### RECORDS TO PROCESS
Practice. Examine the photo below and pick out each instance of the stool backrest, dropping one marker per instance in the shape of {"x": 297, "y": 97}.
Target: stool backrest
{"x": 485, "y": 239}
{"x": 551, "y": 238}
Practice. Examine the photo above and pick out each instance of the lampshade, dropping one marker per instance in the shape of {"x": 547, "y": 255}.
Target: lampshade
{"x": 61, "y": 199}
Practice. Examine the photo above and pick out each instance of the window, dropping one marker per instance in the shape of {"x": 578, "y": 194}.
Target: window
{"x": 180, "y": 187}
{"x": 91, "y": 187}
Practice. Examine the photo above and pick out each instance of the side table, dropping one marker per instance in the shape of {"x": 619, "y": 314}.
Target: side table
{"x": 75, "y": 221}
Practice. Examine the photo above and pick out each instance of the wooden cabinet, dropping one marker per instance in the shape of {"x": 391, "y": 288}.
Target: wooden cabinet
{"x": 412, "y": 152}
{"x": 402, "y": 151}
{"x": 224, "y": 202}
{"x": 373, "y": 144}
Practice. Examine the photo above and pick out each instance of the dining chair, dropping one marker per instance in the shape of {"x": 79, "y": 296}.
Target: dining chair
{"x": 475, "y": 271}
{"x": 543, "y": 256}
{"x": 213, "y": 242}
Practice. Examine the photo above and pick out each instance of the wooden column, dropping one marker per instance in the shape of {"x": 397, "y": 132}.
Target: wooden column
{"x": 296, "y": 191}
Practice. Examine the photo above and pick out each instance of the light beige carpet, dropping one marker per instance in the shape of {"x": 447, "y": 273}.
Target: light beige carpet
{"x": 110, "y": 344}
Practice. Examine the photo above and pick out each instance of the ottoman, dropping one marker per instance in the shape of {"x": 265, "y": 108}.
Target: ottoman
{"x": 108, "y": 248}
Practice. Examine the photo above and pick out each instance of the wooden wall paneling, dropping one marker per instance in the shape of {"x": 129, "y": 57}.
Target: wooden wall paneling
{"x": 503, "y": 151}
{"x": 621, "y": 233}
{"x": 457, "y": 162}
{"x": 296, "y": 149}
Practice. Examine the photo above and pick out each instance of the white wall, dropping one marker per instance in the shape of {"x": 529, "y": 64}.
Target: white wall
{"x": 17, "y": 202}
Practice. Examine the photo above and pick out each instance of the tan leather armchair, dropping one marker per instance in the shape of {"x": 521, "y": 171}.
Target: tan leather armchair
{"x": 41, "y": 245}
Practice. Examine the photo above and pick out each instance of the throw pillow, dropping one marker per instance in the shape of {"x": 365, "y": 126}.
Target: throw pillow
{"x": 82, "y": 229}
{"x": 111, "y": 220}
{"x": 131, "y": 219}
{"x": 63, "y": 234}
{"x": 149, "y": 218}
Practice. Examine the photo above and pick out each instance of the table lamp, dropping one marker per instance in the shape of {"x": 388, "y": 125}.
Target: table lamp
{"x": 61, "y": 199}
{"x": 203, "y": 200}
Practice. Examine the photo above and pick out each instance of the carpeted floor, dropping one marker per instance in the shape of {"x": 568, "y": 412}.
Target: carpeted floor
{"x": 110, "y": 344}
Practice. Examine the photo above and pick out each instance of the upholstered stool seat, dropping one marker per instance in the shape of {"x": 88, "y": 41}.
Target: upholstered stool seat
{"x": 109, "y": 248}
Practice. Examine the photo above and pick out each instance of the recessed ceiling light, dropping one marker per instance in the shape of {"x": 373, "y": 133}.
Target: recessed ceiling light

### ASSIGNED TASK
Begin with the line holding "Target: tan leather armchair" and end with the last line of the material. Copy all of them exactly.

### RESPONSE AREA
Target: tan leather armchair
{"x": 41, "y": 245}
Practice. Examine the photo above and pick out each instance of the throw pillow, dropping one marker per instance in the shape of {"x": 365, "y": 126}.
Target: throw pillow
{"x": 82, "y": 229}
{"x": 111, "y": 220}
{"x": 131, "y": 219}
{"x": 63, "y": 234}
{"x": 149, "y": 218}
Practice. Examine the photo above and pick out each instance of the table lamp, dropping one marker per instance in the shape of {"x": 388, "y": 125}.
Target: table lamp
{"x": 61, "y": 199}
{"x": 203, "y": 200}
Practice. Examine the photo above and pick out each instance of the carpeted floor, dropping one marker per instance in the shape of {"x": 568, "y": 412}.
Target: carpeted floor
{"x": 110, "y": 344}
Practice. Examine the photo above and pick out each instance of the upholstered stool seat, dropping one marker per instance in the shape of {"x": 88, "y": 41}.
Target: upholstered stool seat
{"x": 109, "y": 248}
Practice. Examine the photo above and pick out each instance of the recessed ceiling light, dropping one marker per instance in the shape of {"x": 373, "y": 133}.
Target: recessed ceiling light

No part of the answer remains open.